Work required
Extract every line of the records below that contains the string "negative". Case counts.

Stored items:
[Start of Attachment]
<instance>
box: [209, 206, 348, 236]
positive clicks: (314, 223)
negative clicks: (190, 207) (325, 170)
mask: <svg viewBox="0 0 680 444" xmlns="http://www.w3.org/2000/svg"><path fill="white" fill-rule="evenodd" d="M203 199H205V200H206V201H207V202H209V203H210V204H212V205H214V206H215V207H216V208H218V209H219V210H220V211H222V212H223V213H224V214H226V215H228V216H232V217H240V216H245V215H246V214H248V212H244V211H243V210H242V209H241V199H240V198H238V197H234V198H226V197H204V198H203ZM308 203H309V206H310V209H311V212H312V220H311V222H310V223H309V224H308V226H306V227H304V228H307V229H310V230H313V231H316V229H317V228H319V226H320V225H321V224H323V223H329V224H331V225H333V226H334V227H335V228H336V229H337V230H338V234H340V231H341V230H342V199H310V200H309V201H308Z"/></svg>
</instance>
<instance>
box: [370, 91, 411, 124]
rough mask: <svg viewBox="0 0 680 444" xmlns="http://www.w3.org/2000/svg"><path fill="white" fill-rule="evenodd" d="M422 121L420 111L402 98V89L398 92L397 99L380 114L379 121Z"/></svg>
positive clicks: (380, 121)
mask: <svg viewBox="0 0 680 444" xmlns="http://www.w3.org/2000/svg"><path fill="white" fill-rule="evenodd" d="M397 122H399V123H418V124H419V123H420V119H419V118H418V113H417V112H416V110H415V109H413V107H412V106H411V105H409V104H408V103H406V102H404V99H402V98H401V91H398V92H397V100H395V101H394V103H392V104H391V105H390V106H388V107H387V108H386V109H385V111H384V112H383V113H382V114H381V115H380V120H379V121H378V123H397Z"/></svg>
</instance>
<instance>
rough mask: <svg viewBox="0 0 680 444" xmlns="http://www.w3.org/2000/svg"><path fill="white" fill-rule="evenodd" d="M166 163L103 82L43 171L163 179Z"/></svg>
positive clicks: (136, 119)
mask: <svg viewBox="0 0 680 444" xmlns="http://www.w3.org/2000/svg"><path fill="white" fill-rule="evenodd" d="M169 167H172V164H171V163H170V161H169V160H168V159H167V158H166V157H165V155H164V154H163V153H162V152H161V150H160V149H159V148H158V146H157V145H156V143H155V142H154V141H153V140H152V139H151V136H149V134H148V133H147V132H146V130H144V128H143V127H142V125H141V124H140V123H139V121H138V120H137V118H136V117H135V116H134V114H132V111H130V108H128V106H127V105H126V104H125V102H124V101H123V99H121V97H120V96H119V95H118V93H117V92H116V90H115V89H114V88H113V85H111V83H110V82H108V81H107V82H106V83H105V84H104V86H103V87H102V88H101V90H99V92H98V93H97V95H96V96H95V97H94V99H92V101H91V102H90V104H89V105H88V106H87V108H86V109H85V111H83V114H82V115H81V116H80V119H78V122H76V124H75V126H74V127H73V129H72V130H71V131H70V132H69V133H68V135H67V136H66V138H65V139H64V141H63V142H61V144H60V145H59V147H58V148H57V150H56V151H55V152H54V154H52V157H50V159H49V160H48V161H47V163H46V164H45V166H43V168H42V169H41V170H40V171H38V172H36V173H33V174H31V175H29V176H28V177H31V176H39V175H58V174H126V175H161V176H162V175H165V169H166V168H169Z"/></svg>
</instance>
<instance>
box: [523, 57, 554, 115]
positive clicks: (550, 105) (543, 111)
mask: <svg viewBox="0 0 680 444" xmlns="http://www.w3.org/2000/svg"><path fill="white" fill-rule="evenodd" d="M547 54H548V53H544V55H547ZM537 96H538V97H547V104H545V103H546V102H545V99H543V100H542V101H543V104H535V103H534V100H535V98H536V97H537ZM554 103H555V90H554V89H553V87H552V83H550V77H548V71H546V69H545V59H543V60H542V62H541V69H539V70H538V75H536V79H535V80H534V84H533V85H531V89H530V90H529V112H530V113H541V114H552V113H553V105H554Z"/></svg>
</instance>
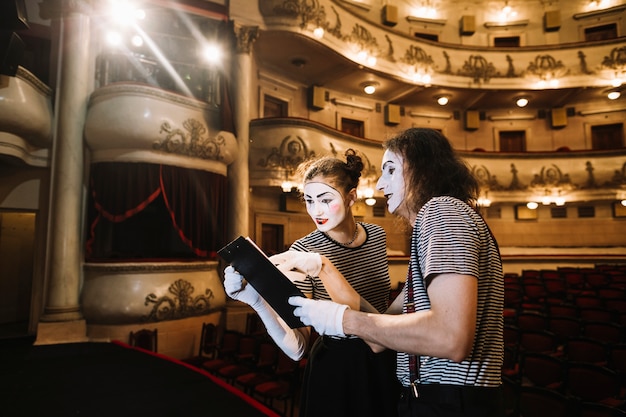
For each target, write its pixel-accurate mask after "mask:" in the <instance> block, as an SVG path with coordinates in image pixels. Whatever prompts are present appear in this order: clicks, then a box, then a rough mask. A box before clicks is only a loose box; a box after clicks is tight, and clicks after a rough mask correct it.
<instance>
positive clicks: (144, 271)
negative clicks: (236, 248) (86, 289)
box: [83, 261, 218, 273]
mask: <svg viewBox="0 0 626 417" xmlns="http://www.w3.org/2000/svg"><path fill="white" fill-rule="evenodd" d="M217 267H218V264H217V261H208V262H207V261H202V262H167V261H163V262H97V263H96V262H86V263H85V264H83V269H84V270H85V271H97V272H106V273H111V272H115V273H118V272H129V273H135V272H139V273H155V272H156V273H159V272H188V271H217Z"/></svg>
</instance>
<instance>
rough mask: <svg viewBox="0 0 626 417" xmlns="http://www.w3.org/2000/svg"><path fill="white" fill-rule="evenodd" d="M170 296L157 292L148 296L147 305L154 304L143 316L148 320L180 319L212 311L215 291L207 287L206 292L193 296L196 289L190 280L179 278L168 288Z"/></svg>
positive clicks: (214, 297) (146, 298) (167, 319)
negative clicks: (211, 301)
mask: <svg viewBox="0 0 626 417" xmlns="http://www.w3.org/2000/svg"><path fill="white" fill-rule="evenodd" d="M168 291H169V293H170V294H172V295H173V297H170V296H167V295H165V296H163V297H157V296H156V294H154V293H152V294H148V295H147V296H146V300H145V303H144V304H145V305H146V306H147V305H149V304H153V306H152V309H151V310H150V313H149V314H148V315H147V316H144V317H142V318H143V320H144V321H146V322H155V321H164V320H178V319H182V318H185V317H192V316H202V315H204V314H207V313H209V312H210V311H211V299H212V298H215V296H214V295H213V291H211V289H209V288H206V289H205V290H204V294H200V295H197V296H195V297H193V296H192V294H193V292H194V291H195V289H194V287H193V285H191V283H190V282H189V281H185V280H183V279H179V280H177V281H176V282H174V283H173V284H172V285H170V287H169V288H168Z"/></svg>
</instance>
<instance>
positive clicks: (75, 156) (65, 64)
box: [37, 0, 93, 343]
mask: <svg viewBox="0 0 626 417" xmlns="http://www.w3.org/2000/svg"><path fill="white" fill-rule="evenodd" d="M89 3H90V2H88V1H87V2H85V1H76V0H46V1H44V2H43V3H41V15H42V17H44V18H50V19H52V24H53V28H54V27H56V28H58V33H57V35H58V44H57V45H58V55H57V60H56V62H57V63H58V67H57V85H56V90H55V91H56V105H55V107H56V112H55V131H54V136H53V149H52V162H51V184H50V205H49V207H50V208H49V210H50V212H49V226H48V242H47V251H46V252H47V259H46V286H45V306H44V313H43V315H42V317H41V318H40V320H41V321H40V323H39V327H38V332H37V342H38V343H56V342H63V341H71V340H81V339H85V338H86V329H85V322H84V320H83V318H82V314H81V311H80V303H79V295H80V286H81V280H82V251H81V247H82V245H81V242H82V236H83V232H82V227H81V225H82V221H83V215H82V200H83V194H82V191H83V175H84V167H83V165H84V146H83V130H84V122H85V114H86V108H87V102H88V98H89V93H90V91H91V89H90V86H91V73H90V71H89V69H90V68H92V67H93V66H92V65H90V61H89V57H90V51H89V43H90V18H89V16H88V15H87V11H86V10H87V8H88V7H89ZM53 55H54V53H53Z"/></svg>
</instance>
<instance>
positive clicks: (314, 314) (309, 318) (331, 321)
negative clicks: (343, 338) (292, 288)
mask: <svg viewBox="0 0 626 417" xmlns="http://www.w3.org/2000/svg"><path fill="white" fill-rule="evenodd" d="M288 302H289V304H291V305H292V306H296V309H295V310H294V311H293V314H294V315H295V316H297V317H300V320H301V321H302V323H304V324H306V325H307V326H313V327H314V328H315V330H317V332H318V333H319V334H322V335H328V336H341V337H345V336H346V335H345V334H344V332H343V314H344V313H345V311H346V309H348V308H349V307H348V306H347V305H345V304H337V303H334V302H332V301H327V300H310V299H308V298H305V297H289V300H288Z"/></svg>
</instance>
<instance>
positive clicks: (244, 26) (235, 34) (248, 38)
mask: <svg viewBox="0 0 626 417" xmlns="http://www.w3.org/2000/svg"><path fill="white" fill-rule="evenodd" d="M234 31H235V37H236V38H237V53H242V54H249V53H250V51H251V48H252V44H253V43H254V41H256V39H257V37H258V35H259V27H258V26H240V25H235V27H234Z"/></svg>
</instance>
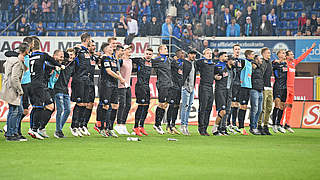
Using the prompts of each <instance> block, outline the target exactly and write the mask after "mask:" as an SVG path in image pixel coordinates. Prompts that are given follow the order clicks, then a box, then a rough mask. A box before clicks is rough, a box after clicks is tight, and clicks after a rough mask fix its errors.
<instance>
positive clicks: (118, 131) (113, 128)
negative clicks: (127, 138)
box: [113, 124, 123, 135]
mask: <svg viewBox="0 0 320 180" xmlns="http://www.w3.org/2000/svg"><path fill="white" fill-rule="evenodd" d="M113 129H114V130H115V131H116V132H117V133H118V134H120V135H122V134H123V128H122V126H120V125H119V124H117V125H115V126H114V128H113Z"/></svg>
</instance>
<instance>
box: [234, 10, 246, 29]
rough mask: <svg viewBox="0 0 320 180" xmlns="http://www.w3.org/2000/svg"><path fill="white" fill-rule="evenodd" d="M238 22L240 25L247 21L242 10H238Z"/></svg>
mask: <svg viewBox="0 0 320 180" xmlns="http://www.w3.org/2000/svg"><path fill="white" fill-rule="evenodd" d="M236 23H237V24H239V25H240V26H241V25H242V24H244V23H245V22H244V18H243V16H242V12H241V11H237V12H236Z"/></svg>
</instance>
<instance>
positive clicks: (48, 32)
mask: <svg viewBox="0 0 320 180" xmlns="http://www.w3.org/2000/svg"><path fill="white" fill-rule="evenodd" d="M48 36H57V33H56V32H54V31H49V32H48Z"/></svg>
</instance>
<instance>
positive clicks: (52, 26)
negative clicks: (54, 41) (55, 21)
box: [47, 23, 56, 30]
mask: <svg viewBox="0 0 320 180" xmlns="http://www.w3.org/2000/svg"><path fill="white" fill-rule="evenodd" d="M47 30H56V27H55V23H48V24H47Z"/></svg>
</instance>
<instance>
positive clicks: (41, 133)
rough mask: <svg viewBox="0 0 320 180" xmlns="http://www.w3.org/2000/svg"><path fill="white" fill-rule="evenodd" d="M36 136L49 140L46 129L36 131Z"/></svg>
mask: <svg viewBox="0 0 320 180" xmlns="http://www.w3.org/2000/svg"><path fill="white" fill-rule="evenodd" d="M38 134H40V135H41V136H42V137H44V138H49V136H48V134H47V131H46V129H42V130H40V129H38Z"/></svg>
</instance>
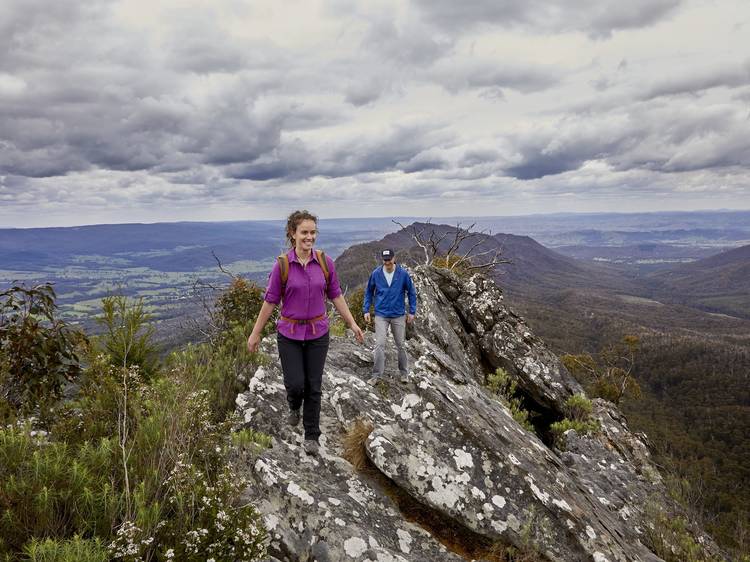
[End of Attachment]
Output below
negative clicks: (190, 207) (325, 170)
negative clicks: (236, 248) (86, 289)
negative clicks: (211, 301)
negative clicks: (343, 338) (292, 288)
negative clicks: (127, 138)
negative clicks: (54, 41) (55, 21)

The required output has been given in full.